__Excerpt to read__:
= = = = =

The focus of the story is on what’s been called the 1968 “DMZ War” or sometimes the “Second Korean War.” Klein says all the characters are based on people he served with or met during his twenty-one months in Korea.

Four thousand American troops found themselves stationed near the DMZ a fifteen years after the Korean War ended in a stalemate. These men were considered neither the best nor the worst of what America had to offer. It was commonly believed that the best troops at the time were serving in Vietnam. But so, it was believed, were our worst troops because of Secretary of Defense McNamara’s lowering of the mental standards to fill out numbers for the war in Vietnam.

Plus, the West Point graduates serving as officers in Korea were rumored to have graduated in the bottom third of their class. As if that wasn’t enough, it seemed that the equipment sent to Korea was all “antiquated junk” because the good stuff was going to Vietnam.

Assuming this is basically true, that left a Second Infantry Division with average troops and questionable equipment and a second-rate officer corps to face the North Korean Army, the fourth largest in the world, which was hell bent on invading South Korea.

With North Korea’s seizure of the U.S.S. Pueblo in January 1968, Americans along the DMZ went from their usual “state of high lollygag,” as Klein puts it, to preparing for a war that “could start anytime. Clerks, mechanics, medics and cooks were now infantry soldiers.” There were firefights up and down the line and the extremely lethal North Korean commandos were known to sometimes cross surreptitiously into the South.

Students in South Korea began marching in protest—not against the possibility of war with the North, though. They were in favor of a war in order to unite North and South Korea.

= = = = =

__Recorded data__:
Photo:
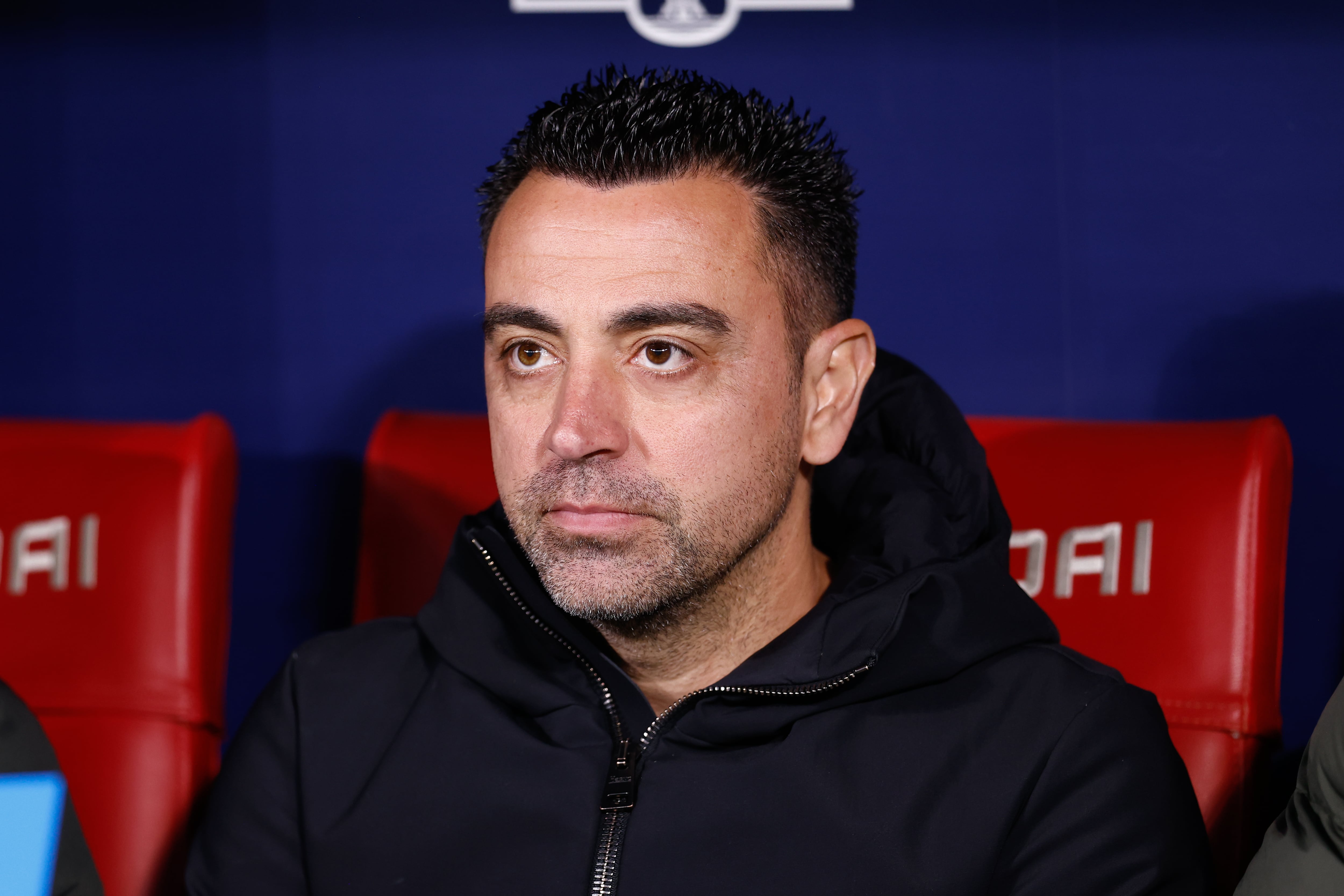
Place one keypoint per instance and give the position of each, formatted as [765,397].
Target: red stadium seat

= = = = =

__Exercise requirements__:
1. Decide whether each statement agrees with the excerpt on the 1968 DMZ War. Answer yes or no for each and quote the words of the excerpt that decide it.
(a) Klein spent twenty-one months in Korea.
(b) The South Korean students marched against the possibility of war with the North.
(c) The North Korean Army is described as the third largest in the world.
2. Reproduce the passage of the DMZ War excerpt that runs from "Four thousand American" up to and including "going to Vietnam.".

__Answer list__:
1.
(a) Yes: "during his twenty-one months in Korea."
(b) No: "not against the possibility of war with the North, though. They were in favor of a war in order to unite North and South Korea."
(c) No: "the North Korean Army, the fourth largest in the world"

2.
Four thousand American troops found themselves stationed near the DMZ a fifteen years after the Korean War ended in a stalemate. These men were considered neither the best nor the worst of what America had to offer. It was commonly believed that the best troops at the time were serving in Vietnam. But so, it was believed, were our worst troops because of Secretary of Defense McNamara’s lowering of the mental standards to fill out numbers for the war in Vietnam.

Plus, the West Point graduates serving as officers in Korea were rumored to have graduated in the bottom third of their class. As if that wasn’t enough, it seemed that the equipment sent to Korea was all “antiquated junk” because the good stuff was going to Vietnam.